▶ Set of tasks
A) Copy a passage from the biomass cofiring text word for word, beginning at the words "They’re also doing" and stopping after "possibly to everyone.".
B) Extend the biomass cofiring text by writing what comes after its final sentence.

▶ Document
The CRF “Multifuel Combustor” website is currently under construction:


The CRF continues to be a significant contributor to combustion science, and in particular has amassed a major database of the combustion characteristics of over 50 different biomass fuels, most recently in the context of cofiring with coal. This work has been funded mostly by DOE, and includes information on emissions, carbon burnout, ash, and corrosion/deposition.

They’re also doing extensive computer modeling of coal, biomass and coal-biomass cofiring combustion. The coal modeling is under EPRI sponsorship, so that work is available to EPRI members. The dedicated biomass boiler modeling (stokers, etc.) is publicly available. The intellectual property issues associated with the coal-biomass cofiring are currently being sorted out, but it will be at least available to EPRI members and possibly to everyone.

For addition information, contact:

Larry Baxter 925-294-2862;
Sandia National Labs, Livermore, CA


Larry has generously supplied a copy of a brand new overview paper. Here are the first couple of pages. I have the complete 8 page overview as a (100k) Word document, which I can send on request. Larry has a more detailed article that he is willing to send to interested parties. Also, see below for some earlier reports, and a link to an upcoming American Chemical Society meeting session.



Larry Baxter, Allen Robinson, Steve Buckley and Marc Rumminger Sandia National Labs, Livermore CA

March 2000

This document presents guidelines for cofiring biomass with coal in coal-fired boilers. These guidelines are based on the results from pilot- and commercial-scale tests using a variety of biomass fuels and coals. Guidelines are offered in each of six general areas of major concern when cofiring biomass with coal: (1) fuel preparation and handling; (2) pollutant emissions; (3) ash deposition and deposit properties; (4) fuel burnout; (5) corrosion; and (6) fly ash utilization. For each of these areas, a brief statement of the issue and a brief guideline are summarized. More detailed information can be found at the cited website and in the references.

Summary of Cofiring Guidelines

We believe the following guidelines are generally valid, but there are specific instances where each of them is not valid. The discussions in the literature and web site provide the background to determine when such instances arise.

Fuel should generally be prepared and transported using equipment designed specifically for that purpose rather than mixed with coal and simultaneously processed.

Wood-coal blends generally reduce NOx emissions. This reduction is traced to lower fuel nitrogen content and higher volatile yields from biomass. SOx is nearly always reduced proportional to the reduction in total fuel sulfur associated with combining biomass with coal.

Deposition rates from blends of coal and biomass vary strongly with the type of biomass fired. Most wood-coal blends reduce both the rate of deposition and the difficulty managing the deposits. Some biomass-coal blends, in particular high alkali and high chlorine fuels, severely increase deposition problems.

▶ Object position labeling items
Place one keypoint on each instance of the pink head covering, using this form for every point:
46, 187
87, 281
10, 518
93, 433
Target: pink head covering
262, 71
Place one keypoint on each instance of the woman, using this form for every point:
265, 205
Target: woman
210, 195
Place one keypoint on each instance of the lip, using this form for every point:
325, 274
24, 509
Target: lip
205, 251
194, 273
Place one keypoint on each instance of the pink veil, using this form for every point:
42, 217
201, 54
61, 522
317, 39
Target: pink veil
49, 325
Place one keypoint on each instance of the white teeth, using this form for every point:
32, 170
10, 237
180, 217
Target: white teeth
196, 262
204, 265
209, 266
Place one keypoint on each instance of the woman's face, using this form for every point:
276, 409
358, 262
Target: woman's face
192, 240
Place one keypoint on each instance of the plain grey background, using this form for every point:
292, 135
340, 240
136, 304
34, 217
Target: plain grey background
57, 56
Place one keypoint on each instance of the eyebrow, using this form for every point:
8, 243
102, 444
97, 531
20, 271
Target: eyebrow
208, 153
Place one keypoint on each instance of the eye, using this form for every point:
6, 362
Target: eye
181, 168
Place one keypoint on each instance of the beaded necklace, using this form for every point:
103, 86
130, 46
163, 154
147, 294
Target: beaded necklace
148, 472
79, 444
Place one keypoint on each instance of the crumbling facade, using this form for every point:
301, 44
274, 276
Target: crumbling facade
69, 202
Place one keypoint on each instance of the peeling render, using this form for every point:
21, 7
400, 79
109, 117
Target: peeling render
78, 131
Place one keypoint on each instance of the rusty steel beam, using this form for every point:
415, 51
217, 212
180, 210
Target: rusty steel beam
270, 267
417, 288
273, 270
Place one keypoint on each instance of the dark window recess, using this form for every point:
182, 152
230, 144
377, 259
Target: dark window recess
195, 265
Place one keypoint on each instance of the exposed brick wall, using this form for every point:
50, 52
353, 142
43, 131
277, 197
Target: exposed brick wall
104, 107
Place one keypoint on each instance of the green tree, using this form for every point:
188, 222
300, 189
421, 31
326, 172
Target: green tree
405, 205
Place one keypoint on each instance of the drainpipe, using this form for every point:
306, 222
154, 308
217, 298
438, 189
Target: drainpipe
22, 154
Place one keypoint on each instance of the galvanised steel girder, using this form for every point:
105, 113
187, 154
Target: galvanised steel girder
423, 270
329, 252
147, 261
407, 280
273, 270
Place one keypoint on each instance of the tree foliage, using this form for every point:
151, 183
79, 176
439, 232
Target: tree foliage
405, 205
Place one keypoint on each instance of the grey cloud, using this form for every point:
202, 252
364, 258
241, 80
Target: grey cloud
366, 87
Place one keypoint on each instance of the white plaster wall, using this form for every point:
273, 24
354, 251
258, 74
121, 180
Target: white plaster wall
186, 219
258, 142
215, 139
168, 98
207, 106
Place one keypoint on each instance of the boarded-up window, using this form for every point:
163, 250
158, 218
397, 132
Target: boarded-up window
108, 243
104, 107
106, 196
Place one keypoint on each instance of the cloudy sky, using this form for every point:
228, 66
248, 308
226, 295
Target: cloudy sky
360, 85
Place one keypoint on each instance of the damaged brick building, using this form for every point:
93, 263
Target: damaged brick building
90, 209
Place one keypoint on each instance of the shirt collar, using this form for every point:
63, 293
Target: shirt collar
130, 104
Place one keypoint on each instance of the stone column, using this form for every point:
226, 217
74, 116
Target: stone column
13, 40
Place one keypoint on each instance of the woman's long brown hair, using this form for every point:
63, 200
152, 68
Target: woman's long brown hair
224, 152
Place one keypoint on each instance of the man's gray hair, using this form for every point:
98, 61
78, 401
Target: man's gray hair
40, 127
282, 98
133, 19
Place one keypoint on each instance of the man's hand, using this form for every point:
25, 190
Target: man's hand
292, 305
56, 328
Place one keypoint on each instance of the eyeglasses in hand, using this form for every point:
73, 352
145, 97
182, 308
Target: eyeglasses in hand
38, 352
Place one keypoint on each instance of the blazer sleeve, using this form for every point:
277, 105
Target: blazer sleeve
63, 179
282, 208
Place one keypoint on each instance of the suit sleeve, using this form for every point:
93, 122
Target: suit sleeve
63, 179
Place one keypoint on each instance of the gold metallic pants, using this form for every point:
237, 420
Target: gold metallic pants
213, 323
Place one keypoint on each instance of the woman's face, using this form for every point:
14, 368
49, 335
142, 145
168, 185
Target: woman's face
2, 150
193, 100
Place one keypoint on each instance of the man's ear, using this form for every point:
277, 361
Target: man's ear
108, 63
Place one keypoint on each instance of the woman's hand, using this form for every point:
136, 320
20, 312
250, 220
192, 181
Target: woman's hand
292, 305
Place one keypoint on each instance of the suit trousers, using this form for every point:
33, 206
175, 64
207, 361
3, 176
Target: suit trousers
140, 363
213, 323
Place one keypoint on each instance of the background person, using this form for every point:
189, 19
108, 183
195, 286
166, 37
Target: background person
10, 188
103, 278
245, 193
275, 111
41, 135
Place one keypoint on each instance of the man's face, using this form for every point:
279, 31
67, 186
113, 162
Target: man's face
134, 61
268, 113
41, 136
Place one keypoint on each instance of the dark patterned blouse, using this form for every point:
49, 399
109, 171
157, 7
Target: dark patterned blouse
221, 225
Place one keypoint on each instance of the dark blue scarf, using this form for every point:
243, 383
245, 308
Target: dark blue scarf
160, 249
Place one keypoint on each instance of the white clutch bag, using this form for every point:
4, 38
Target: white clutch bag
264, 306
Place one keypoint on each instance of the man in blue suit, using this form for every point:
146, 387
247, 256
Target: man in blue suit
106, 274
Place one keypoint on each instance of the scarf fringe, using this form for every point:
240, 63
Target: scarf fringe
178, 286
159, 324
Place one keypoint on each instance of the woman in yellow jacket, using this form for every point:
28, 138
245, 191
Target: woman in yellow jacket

▶ Answers to the tasks
A)
They’re also doing extensive computer modeling of coal, biomass and coal-biomass cofiring combustion. The coal modeling is under EPRI sponsorship, so that work is available to EPRI members. The dedicated biomass boiler modeling (stokers, etc.) is publicly available. The intellectual property issues associated with the coal-biomass cofiring are currently being sorted out, but it will be at least available to EPRI members and possibly to everyone.

B)
Complete conversion of the carbon in biomass fuels requires that the fuel be processed to small particle sizes and be moderately dry. Particles generally need to be less than 3 mm (1/8 inch) to completely combust. Fuels that pass through a quarter-inch screen are generally dominated by particles less than 1/8 inch. High moisture contents (greater than 40%) and high particle density both significantly increase the time required to completely combust the particles.

Fuel chlorine and alkali concentrations should be limited to less than one fifth of the total fuel sulfur on a molar basis to avoid corrosion problems. This limit should be applied to the fuel composition as fired through any single burner except in the rare case of rapid and complete mixing of in the furnace.

Fly ash from wood-coal cofiring generally does not significantly degrade fly ash performance as a concrete additive. However, strict interpretation of current standards for inclusion of fly ash in concrete preclude mixed ashes, including biomass-coal ashes. Fly ash from many herbaceous fuels may negatively impact concrete properties.


Concerns regarding the potential global environmental impacts of fossil fuels used for power generation and other energy supplies are increasing in the U.S. and abroad. One means of mitigating these environmental impacts is increasing the fraction of renewable and sustainable energy in the national energy supply. Traditionally, renewable energy sources struggle to compete in open markets with fossil energy due to low efficiencies, high cost, and high technical risk.

Cofiring biomass with coal in traditional coal-fired boilers (subsequently referred to as cofiring) represents one combination of renewable and fossil energy utilization that derives the greatest benefit from both fuel types. Cofiring capitalizes on the large investment and infrastructure associated with the existing fossil-fuel-based power systems while requiring only a relatively modest investment to include a fraction of biomass in the fuel. When proper choices of biomass, coal, boiler design, and boiler operation are made, traditional pollutants (SOx, NOx, etc.) and net greenhouse gas (CO2, CH4, etc.) emissions decrease. Ancillary benefits include increased use of local resources for power, decreased demand for disposal of residues, and more effective use of resources. These advantages can be realized in the very near future with very low technical risk. However, improper choices of fuels, boiler design, or operating conditions could minimize or even negate many of the advantages of burning biomass with coal and may, in some cases, lead to significant damage to equipment. This document reviews the primary fireside issues and guidelines for implementing coal-biomass cofiring.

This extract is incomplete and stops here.